Render each of the following items as a JSON list of strings, with one string per line and blank lines left out.
## START
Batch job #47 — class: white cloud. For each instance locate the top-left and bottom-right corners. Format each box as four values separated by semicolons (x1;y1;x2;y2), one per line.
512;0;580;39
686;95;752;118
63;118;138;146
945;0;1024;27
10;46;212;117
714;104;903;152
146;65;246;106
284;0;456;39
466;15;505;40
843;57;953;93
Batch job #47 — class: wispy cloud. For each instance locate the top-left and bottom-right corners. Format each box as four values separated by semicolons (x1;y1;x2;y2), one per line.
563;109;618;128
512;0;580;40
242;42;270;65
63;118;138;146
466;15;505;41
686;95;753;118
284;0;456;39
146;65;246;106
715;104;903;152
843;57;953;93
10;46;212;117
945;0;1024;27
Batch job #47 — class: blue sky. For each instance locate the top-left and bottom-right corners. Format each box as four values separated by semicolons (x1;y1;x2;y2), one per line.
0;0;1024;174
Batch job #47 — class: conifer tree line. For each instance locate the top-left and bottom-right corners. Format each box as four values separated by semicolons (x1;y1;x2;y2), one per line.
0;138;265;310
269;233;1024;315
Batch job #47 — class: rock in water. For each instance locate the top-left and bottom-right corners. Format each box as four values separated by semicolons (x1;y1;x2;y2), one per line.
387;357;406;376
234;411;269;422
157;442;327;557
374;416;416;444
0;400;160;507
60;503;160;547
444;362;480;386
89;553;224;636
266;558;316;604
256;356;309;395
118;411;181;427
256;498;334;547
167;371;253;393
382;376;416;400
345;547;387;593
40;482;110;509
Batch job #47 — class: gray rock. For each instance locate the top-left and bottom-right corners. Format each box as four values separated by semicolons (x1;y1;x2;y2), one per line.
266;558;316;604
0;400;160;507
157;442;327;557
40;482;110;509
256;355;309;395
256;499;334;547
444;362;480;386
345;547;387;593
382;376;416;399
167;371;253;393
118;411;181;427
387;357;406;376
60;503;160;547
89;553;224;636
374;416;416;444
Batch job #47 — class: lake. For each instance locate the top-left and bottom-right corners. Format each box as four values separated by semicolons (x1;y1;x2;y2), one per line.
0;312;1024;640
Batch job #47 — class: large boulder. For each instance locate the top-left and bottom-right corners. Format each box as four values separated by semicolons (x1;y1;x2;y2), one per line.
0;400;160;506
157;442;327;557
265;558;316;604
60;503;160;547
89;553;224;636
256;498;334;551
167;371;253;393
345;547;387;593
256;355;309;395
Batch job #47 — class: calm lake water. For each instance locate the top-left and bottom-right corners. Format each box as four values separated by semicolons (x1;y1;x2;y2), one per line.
## END
**EXERCISE RESPONSE**
[
  "Batch job #47 — class: white cloud. For each instance locate the top-left and bottom-right corners. Format each box as four values separated by semicolons (x1;y1;x2;y2), one per line.",
  "512;0;580;39",
  "686;95;752;118",
  "63;118;138;146",
  "945;0;1024;27",
  "10;46;212;117",
  "714;104;903;152",
  "146;65;246;106",
  "284;0;456;39",
  "466;15;505;40",
  "843;57;953;93",
  "Batch job #47 — class: wispy cloud. For each instance locate the top-left and bottom-right corners. Format each box as four values separated by semicolons (x1;y1;x2;y2), one per line.",
  "563;109;618;128",
  "512;0;580;40",
  "242;42;270;65",
  "63;118;138;146",
  "466;15;505;41",
  "686;95;753;118",
  "284;0;456;39",
  "146;65;246;106",
  "715;104;903;152",
  "843;57;953;93",
  "10;46;212;117",
  "945;0;1024;27",
  "Batch job #47 — class: blue sky. For each instance locate the top-left and bottom-right corners. Format each box as four values separated by semicolons (x1;y1;x2;y2), one per line.",
  "0;0;1024;174",
  "Batch job #47 — class: conifer tree line. For each instance locate the top-left and bottom-right corners. Format each box as four values separated by semicolons (x1;y1;x2;y2), one per line.",
  "0;138;265;310",
  "269;233;1024;315",
  "Batch job #47 — class: rock in water. For each instance locate the top-left and bottom-right corners. Format each box as four values separated by semicolons (x1;y1;x2;y2), one per line.",
  "387;357;406;376",
  "234;411;269;422",
  "157;442;327;557",
  "374;416;416;444",
  "0;400;160;507",
  "60;503;160;547",
  "444;362;480;386",
  "89;553;224;636",
  "266;558;316;604",
  "256;356;309;395",
  "118;411;181;427",
  "256;498;334;547",
  "167;371;253;393",
  "382;376;416;400",
  "345;547;387;593",
  "40;482;110;509",
  "Batch job #47 — class: gray rock. For each instance locate the top-left and bottom-right corners. Format each box as four values separated by semicolons (x1;y1;x2;y2), one per line.",
  "266;558;316;604",
  "0;400;160;507",
  "157;442;327;557",
  "40;482;110;509",
  "256;355;309;395",
  "256;499;334;547",
  "444;362;480;386",
  "345;547;387;593",
  "382;376;416;399",
  "167;371;253;393",
  "118;411;181;427",
  "387;357;406;376",
  "60;503;160;547",
  "89;553;224;636",
  "374;416;416;444",
  "Batch job #47 — class: lake. For each instance locate the top-left and bottom-right corners. Format each box as four values separated by semicolons (x1;y1;x2;y2), one per line.",
  "0;312;1024;640",
  "Batch job #47 — class: large boulder. For each instance locate the top-left and bottom-right corners. Format each box as four values separated by semicolons (x1;y1;x2;y2), one per line.",
  "0;400;160;506",
  "157;442;327;557",
  "265;558;316;604",
  "60;503;160;547",
  "89;553;224;636",
  "256;498;334;551",
  "167;371;253;393",
  "345;547;387;593",
  "256;355;309;395",
  "Batch job #47 — class: calm lake water. For each instance locate the top-left and bottom-right corners. Format each box as four values separated by semicolons (x1;y1;x2;y2), one per line."
]